Your objective — Count the lines in the data below that contain the string "instance". Give only the number.

Supplied records —
────

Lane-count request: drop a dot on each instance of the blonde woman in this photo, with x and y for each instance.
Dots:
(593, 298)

────

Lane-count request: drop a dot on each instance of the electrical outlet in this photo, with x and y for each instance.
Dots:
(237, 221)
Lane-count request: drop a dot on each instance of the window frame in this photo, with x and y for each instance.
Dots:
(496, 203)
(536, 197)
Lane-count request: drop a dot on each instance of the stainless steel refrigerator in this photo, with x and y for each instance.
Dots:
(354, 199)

────

Exercise response — 4